We solve the second equation by transforming \(P(\rho)\) into Bessel's equations, by setting \(\rho=x/\omega\) and \(P(\rho)=y(x)\). Thus \[\frac{d}{d\rho}=\omega\frac{d}{dx}\] Giving \[x\frac{d}{dx}\left(x\frac{dy}{dx}\right)+(x^2-m^2)y=0\] where \(m\in\mathbb{z}\). This is Bessel's equation of order \(m\).

These are solved by Bessel functions. Since this equation is second order, we know that there are two solutions, \[y(x)=J_m(x)\qquad y(x)=Y_m(x)\] respectively called Bessel functions of the first and second kind. In the limit \(x\to0\), \(J_m\) is a finite quantity, whereas \(Y_m\to-\infty\).

Since \(x=0\) corresponds to \(\rho=0\), we require the coefficient of \(Y_m\) be zero. Thus \(y(x)=AJ_m(x)\).

After long calculation, it can be shown that \[J_m(x)=\sum^\infty_{s=0}\frac{(-1)^sx^{m+2s}}{2^{m+2s}s!(m+s)!}\] Plotting the first six Bessel functions (of the first kind) gives:

Hence, for a fixed frequency \(\omega\), our solutions to \(\Delta_\textrm{disk}\mathcal{J}=-\omega^2\mathcal{J}\) are: \[\begin{array}{c} \mathcal{J}(\rho,\theta)=\cos(m\theta)J_m(\omega\rho)\\ \mathcal{J}(\rho,\theta)=\sin(m\theta)J_m(\omega\rho)\\ \implies\mathcal{J}=A\cos(m\theta)J_m(\omega\rho)+B\sin(m\theta)J_m(\omega\rho)\end{array}\] Solving the \(\alpha\) is trivial, it its a simple harmonic oscillator again, where the steps to solve are detailed above. We get \[\alpha(t)=C\cos(\omega t)+D\sin(\omega t)\] Thus, the solutions to the wave equation \(\frac{\partial^2\psi}{\partial t^2}+\Delta_\textrm{disk}\psi=0\) are \[\begin{array}{l} \psi(t,\rho,\theta)=\alpha(t)\mathcal{J}(\rho,\theta)\\ \implies\psi=[A\cos(m\theta)J_m(\omega\rho)+B\sin(m\theta)J_m(\omega\rho)][C\cos(\omega t)+D\sin(\omega t)] \end{array}\]

Boundary Conditions

Now we must involve boundary conditions to find the possible values of \(\omega\).

Records to use ->
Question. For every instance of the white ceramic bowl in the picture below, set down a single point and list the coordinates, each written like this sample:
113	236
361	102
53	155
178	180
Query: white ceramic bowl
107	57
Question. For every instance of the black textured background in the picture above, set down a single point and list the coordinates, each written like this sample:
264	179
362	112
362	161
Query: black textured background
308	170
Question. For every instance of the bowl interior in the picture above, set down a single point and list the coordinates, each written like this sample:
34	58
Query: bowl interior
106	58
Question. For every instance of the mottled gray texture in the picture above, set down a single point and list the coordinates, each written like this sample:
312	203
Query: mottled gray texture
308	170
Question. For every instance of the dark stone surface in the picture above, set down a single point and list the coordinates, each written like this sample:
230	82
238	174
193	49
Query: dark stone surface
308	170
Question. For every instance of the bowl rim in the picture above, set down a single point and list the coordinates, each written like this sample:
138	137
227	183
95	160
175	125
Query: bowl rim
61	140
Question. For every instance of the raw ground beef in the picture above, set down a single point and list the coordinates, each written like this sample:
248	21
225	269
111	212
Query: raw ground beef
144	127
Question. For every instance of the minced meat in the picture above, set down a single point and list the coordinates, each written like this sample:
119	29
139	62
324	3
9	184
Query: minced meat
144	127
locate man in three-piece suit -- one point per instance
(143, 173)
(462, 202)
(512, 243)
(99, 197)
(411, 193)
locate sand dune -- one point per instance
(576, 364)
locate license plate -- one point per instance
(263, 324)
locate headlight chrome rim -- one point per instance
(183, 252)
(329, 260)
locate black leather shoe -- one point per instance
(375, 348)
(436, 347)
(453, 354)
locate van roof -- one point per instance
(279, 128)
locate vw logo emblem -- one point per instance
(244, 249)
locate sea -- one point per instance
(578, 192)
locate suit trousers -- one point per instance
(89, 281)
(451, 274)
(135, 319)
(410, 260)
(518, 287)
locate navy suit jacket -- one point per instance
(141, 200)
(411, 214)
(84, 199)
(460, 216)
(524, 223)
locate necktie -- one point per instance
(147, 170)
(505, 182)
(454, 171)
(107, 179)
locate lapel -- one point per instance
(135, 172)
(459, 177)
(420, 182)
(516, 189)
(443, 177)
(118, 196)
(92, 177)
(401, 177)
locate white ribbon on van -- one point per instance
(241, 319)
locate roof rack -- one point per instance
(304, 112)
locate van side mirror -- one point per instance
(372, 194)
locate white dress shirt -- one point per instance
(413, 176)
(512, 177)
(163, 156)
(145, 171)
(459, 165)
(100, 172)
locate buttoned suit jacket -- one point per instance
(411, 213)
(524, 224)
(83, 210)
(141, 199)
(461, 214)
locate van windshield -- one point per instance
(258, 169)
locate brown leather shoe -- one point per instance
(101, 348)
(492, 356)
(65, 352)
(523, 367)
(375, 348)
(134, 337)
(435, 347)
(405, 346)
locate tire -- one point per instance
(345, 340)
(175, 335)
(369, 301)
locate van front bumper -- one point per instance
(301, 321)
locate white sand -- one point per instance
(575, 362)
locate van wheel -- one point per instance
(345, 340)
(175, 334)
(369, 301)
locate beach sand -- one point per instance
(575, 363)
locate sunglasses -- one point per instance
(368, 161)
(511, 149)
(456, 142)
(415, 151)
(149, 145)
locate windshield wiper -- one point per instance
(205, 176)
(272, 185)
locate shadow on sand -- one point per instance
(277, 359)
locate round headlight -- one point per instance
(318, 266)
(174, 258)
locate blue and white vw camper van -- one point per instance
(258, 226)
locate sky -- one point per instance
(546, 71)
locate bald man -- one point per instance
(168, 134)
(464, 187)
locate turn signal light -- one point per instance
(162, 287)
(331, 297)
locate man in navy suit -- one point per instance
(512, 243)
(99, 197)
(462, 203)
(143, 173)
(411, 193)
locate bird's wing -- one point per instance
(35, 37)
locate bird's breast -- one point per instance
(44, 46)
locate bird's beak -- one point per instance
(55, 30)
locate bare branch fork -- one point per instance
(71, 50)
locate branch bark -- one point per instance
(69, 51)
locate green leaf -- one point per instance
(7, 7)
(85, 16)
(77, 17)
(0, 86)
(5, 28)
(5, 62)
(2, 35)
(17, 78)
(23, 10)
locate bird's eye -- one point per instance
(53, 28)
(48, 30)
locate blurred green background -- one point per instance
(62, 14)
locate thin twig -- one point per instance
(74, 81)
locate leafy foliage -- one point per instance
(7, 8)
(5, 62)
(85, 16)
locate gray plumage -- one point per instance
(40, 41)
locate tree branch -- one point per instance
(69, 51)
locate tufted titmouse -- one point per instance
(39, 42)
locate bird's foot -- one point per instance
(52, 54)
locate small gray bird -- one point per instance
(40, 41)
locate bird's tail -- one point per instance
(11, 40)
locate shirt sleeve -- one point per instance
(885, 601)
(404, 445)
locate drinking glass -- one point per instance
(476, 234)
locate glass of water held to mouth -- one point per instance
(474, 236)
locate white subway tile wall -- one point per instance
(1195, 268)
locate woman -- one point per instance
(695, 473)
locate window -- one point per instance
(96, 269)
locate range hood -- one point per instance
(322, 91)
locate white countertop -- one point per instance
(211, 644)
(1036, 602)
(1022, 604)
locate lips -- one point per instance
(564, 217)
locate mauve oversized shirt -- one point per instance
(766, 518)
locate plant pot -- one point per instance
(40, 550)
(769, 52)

Task list ->
A – Starting with the line containing "locate turn signal" and going on through the end of the records, write those lines of the records again, substituting "kitchen hood" for "range hood" and leaving everything else unchanged.
B – Proceed with the text on solving the wave equation on a disk with Bessel functions, picking up from its last sentence.

Task responses ->
A –
locate turn signal light -- one point per instance
(162, 287)
(331, 297)
locate man in navy suit -- one point per instance
(512, 243)
(99, 197)
(462, 203)
(143, 173)
(411, 193)
locate bird's wing -- one point per instance
(35, 37)
locate bird's breast -- one point per instance
(44, 46)
locate bird's beak -- one point per instance
(55, 30)
locate bare branch fork -- one point per instance
(71, 50)
locate branch bark -- one point per instance
(69, 51)
locate green leaf -- one point per instance
(7, 7)
(85, 16)
(77, 17)
(0, 86)
(5, 28)
(5, 62)
(2, 35)
(17, 78)
(23, 10)
locate bird's eye -- one point per instance
(53, 28)
(48, 30)
locate blurred green background -- one point per instance
(62, 14)
locate thin twig -- one point per instance
(74, 81)
locate leafy foliage -- one point per instance
(7, 8)
(5, 62)
(85, 16)
locate gray plumage -- one point per instance
(40, 41)
locate tree branch -- one point per instance
(69, 51)
locate tufted titmouse -- one point per instance
(39, 42)
locate bird's foot -- one point per instance
(52, 54)
locate small gray bird -- one point per instance
(40, 41)
locate bird's tail -- one point per instance
(11, 40)
locate shirt sleeve -- one point per instance
(885, 601)
(404, 445)
locate drinking glass -- one point per instance
(476, 234)
locate glass of water held to mouth -- one point per instance
(474, 236)
locate white subway tile wall -- one point per instance
(1195, 268)
locate woman -- one point per instance
(695, 473)
locate window -- one point per instance
(96, 269)
locate kitchen hood -- one point per instance
(322, 91)
locate white countertop -- one point per instance
(211, 644)
(1036, 602)
(1022, 604)
locate lips -- one point per instance
(564, 217)
locate mauve oversized shirt -- one point per instance
(766, 518)
locate plant pot -- one point per instance
(40, 550)
(769, 52)

B –
Let us consider a disk of radius \(R\). We impose the boundary condition that \(\psi(t,R,\theta)=0\), that is \(\rho=R\).
Thus, for each integer \(m\geq0\), we have \(J_m(\omega R)=0\)
Enumerate all of the roots of \(J_m\). That is let \(\chi^s_m\) be the \(s\)'th root of \(J_m\) so that \(J_m(\chi^s_m)=0\)
Since for \(m\gt 0\), \(J_m(0)=0\), we set \(\chi^0_m=0\).
We find \(\omega=\frac{\chi^s_m}{R}\)

Thus \[\psi=\sum^\infty_{m=0}\sum^\infty_{d=0}\left(\left[A_{ms}\cos(m\theta)J_m\left(\frac{\chi^s_m}{R}\rho\right)+B_{ms}\sin(m\theta)J_m\left(\frac{\chi^s_m}{R}\rho\right)\right]\left[C_{ms}\cos\left(\frac{\chi^s_m}{R} t\right)+D_{ms}\sin\left(\frac{\chi^s_m}{R} t\right)\right]\right)\] where \(A_{ms},\;B_{ms},\;C_{ms},\;D_{ms}\) are determined by the initial conditions.

Circular Wave Guides

We can promote \(\psi(t,\rho,\theta)\to\psi(t,\rho,\theta,z)\) so that \[\frac{\partial^2\psi}{\partial t^2}-\Delta_\textrm{disk}\psi\quad\to\quad\frac{\partial^2\psi}{\partial t^2}-\Delta_\textrm{disk}\psi-\frac{\partial^2\psi}{\partial z^2}=0\] we can use SOV again with \(\psi=\alpha(t)\beta(\rho,\theta)\gamma(z)\), to show that \[\begin{array} &\frac{d^2\alpha}{dt^2}=-\omega^2\alpha\quad &\Delta_\textrm{disk}\beta=-k^2\beta\quad &\frac{d^2\gamma}{dz^2}=\varepsilon\mu^2\gamma \end{array}\] with \(k=\chi^s_m/R\), \(\varepsilon=\pm1\) and \(\omega^2=k^2-\varepsilon\mu^2\). The sign of \(\varepsilon\) determine if the waves are propagating or non propagating.

\(\varepsilon=1\) the waves are non propagating.
\(\varepsilon=-1\) the waves are non propagating.

Part II - Linear Algebra

We will write \(A\in M_{m\times n}(\mathbb{R})\) to mean \(A\) is an \(m\times n\) real matrix with \(m\) rows and \(n\) columns, and \(A\in M_{m\times n}(\mathbb{C})\) to mean the corresponding complex matrix.

A matrix with all zero entries is called the zero matrix. It may be written \(0_{m\times n}\).
The \(n\)-vector with all zero entries is called the zero vector and may be written \(\mathbf{0}_n\). If \(n\) is unambiguous, we skip the index.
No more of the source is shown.